Materials provided:
◆ ◆ ◆ ◆

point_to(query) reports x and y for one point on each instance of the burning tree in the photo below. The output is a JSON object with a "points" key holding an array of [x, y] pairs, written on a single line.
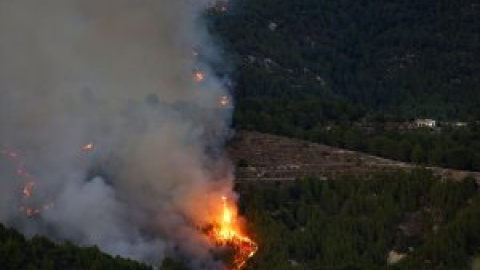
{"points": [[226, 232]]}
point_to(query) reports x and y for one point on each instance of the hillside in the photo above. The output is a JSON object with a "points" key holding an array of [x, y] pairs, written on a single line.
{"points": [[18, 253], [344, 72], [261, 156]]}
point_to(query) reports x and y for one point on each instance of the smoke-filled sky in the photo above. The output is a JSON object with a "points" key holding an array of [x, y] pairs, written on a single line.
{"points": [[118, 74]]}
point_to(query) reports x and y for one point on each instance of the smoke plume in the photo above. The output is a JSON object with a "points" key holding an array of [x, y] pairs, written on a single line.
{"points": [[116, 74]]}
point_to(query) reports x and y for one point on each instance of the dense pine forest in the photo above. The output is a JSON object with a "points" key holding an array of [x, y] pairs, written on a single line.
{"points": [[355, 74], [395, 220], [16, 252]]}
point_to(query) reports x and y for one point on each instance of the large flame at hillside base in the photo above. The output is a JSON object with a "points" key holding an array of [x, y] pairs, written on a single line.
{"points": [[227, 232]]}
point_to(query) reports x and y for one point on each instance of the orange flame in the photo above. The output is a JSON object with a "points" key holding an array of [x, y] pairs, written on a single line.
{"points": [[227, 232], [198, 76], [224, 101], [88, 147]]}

◆ ◆ ◆ ◆

Brief:
The task requires that every line above be transcribed exactly, without the images.

Task response:
point_to(query) reports x and y for one point on each instance of the burning tree in the photo below. The output is a JSON object with a "points" key holding an array of [x, y] pairs, written on a single line.
{"points": [[226, 232]]}
point_to(query) reports x and y for one point on each instance of the hillside in the photo above. The output is a JSON object with a "points" key holding an array of [x, y] pairs, written on a single line.
{"points": [[18, 253], [344, 72], [261, 156]]}
point_to(query) reports x and y for one point on each instance of the smoke-filled sky in the photo above. The output is a JSON object with a "points" key holding an array of [x, y] pairs, written on a single line.
{"points": [[118, 74]]}
point_to(query) reports x and y for one point on each instance of the smoke plume in the photo above. The output is a JSON object with a "points" key holding an array of [x, y] pairs, written on a single line.
{"points": [[116, 74]]}
point_to(query) reports x and y for one point on each instance of the dense pine forest in the photo above. The output is a JSON object with a "points" key holding an array of [x, y] pairs, written on a single line.
{"points": [[355, 74], [395, 220], [16, 252]]}
point_to(query) reports x and y for one point on each instance of the large flame at hillside base in the photo above. The output is a JSON object with a "points" key holding an array of [x, y] pairs, written on a single line.
{"points": [[227, 232]]}
point_to(query) reports x and y for one point on each instance of the orange flame in the photo above. The output is a JSON object with a "points" key holding an array of [x, y] pairs, written on a single line.
{"points": [[227, 232], [198, 76], [224, 101], [88, 147]]}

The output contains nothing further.